Ambiente digital sem regulação favorece o avanço de teorias - De acordo com o coordenador do estudo, Ergon Cugler, a posição do Brasil como líder na desinformação sobre vacinas está diretamente ligada à falta de regulação no ambiente digital e à polarização política.“Temos um ambiente digital ainda pouco regulado, com plataformas que lucram com o engajamento por meio do medo. Temos também uma sociedade polarizada, o que cria um terreno fértil para o discurso conspiratório”, afirmou Cugler.

Além do Brasil, países como Colômbia (125,8 mil mensagens falsas), Peru (113 mil) e Chile (100 mil) também aparecem entre os principais emissores de conteúdo antivacina.

As fake news mais comuns: morte súbita, DNA alterado e falsos antídotos - O estudo identificou 175 alegações falsas de danos causados por vacinas e 89 supostos antídotos comercializados como soluções “milagrosas”. Entre as mentiras mais compartilhadas estão as de que vacinas provocam morte súbita (15,7%), alteração do DNA (8,2%), Aids (4,3%), envenenamento (4,1%) e câncer (2,9%).

Alguns grupos chegaram a recomendar práticas bizarras, como andar descalço para “limpar energias” (2,2%) ou consumir dióxido de cloro (1,5%) — uma substância tóxica que chegou a ser vendida durante a pandemia de covid-19 sob o nome de Solução Mineral Milagrosa (MMS).

++++++++++++++++++++

• **O QUE FAZER**:
1. Com base no trecho sobre desinformação antivacina, responda:
(a) Quantas mensagens falsas são atribuídas à Colômbia?
(b) Quantos supostos antídotos o estudo identificou?
(c) Com que nome o dióxido de cloro foi vendido durante a pandemia de covid-19?
2. Reproduza fielmente a parte do trecho sobre desinformação antivacina que vai de "Alguns grupos chegaram" até "Mineral Milagrosa (MMS).", incluindo essas palavras.
Os registros não têm relação com o trecho.

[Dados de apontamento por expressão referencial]

++++++++++++++++++++

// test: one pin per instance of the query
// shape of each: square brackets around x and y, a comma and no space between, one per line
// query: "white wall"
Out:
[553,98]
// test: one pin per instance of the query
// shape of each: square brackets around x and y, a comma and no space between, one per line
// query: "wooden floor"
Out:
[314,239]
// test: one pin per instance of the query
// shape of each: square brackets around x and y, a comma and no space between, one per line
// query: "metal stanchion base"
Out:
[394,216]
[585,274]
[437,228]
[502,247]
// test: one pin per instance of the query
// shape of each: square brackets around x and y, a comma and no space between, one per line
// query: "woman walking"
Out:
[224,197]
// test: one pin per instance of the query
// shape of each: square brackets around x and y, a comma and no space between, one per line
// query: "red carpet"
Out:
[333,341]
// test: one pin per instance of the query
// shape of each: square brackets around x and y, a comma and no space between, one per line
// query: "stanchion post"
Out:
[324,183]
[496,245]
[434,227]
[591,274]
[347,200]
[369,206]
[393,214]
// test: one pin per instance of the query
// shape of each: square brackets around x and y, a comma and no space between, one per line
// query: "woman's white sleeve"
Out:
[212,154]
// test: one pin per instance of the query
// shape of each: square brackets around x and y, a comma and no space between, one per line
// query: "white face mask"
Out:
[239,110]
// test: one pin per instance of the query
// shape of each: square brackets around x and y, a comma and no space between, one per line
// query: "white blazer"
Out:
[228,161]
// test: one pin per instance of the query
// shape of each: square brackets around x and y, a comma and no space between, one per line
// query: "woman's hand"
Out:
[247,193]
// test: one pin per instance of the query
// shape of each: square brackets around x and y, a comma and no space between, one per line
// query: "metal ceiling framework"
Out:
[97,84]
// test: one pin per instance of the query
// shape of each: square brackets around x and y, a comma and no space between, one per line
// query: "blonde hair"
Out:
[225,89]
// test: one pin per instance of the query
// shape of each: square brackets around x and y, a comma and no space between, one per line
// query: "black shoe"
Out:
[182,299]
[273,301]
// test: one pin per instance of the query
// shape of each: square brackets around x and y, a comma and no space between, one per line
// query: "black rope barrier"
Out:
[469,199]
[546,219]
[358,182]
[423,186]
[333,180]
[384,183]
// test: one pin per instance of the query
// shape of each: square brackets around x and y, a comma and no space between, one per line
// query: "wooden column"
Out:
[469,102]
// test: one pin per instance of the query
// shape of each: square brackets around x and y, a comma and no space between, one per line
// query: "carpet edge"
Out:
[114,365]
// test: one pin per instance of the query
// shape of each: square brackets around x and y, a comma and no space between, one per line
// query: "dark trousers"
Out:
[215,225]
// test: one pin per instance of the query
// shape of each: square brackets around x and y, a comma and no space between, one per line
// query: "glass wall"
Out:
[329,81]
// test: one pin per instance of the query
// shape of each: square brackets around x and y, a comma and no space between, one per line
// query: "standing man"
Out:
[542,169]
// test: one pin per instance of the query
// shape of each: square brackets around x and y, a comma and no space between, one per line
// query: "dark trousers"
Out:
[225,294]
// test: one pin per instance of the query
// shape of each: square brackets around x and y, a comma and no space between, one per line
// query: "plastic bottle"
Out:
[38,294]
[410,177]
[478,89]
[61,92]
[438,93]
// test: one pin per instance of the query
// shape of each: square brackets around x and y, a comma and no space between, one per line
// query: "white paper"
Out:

++++++++++++++++++++

• **LISTA DE RESPOSTAS**:
1.
(a) 125,8 mil mensagens falsas.
(b) 89 supostos antídotos.
(c) Solução Mineral Milagrosa (MMS).

2.
Alguns grupos chegaram a recomendar práticas bizarras, como andar descalço para “limpar energias” (2,2%) ou consumir dióxido de cloro (1,5%) — uma substância tóxica que chegou a ser vendida durante a pandemia de covid-19 sob o nome de Solução Mineral Milagrosa (MMS).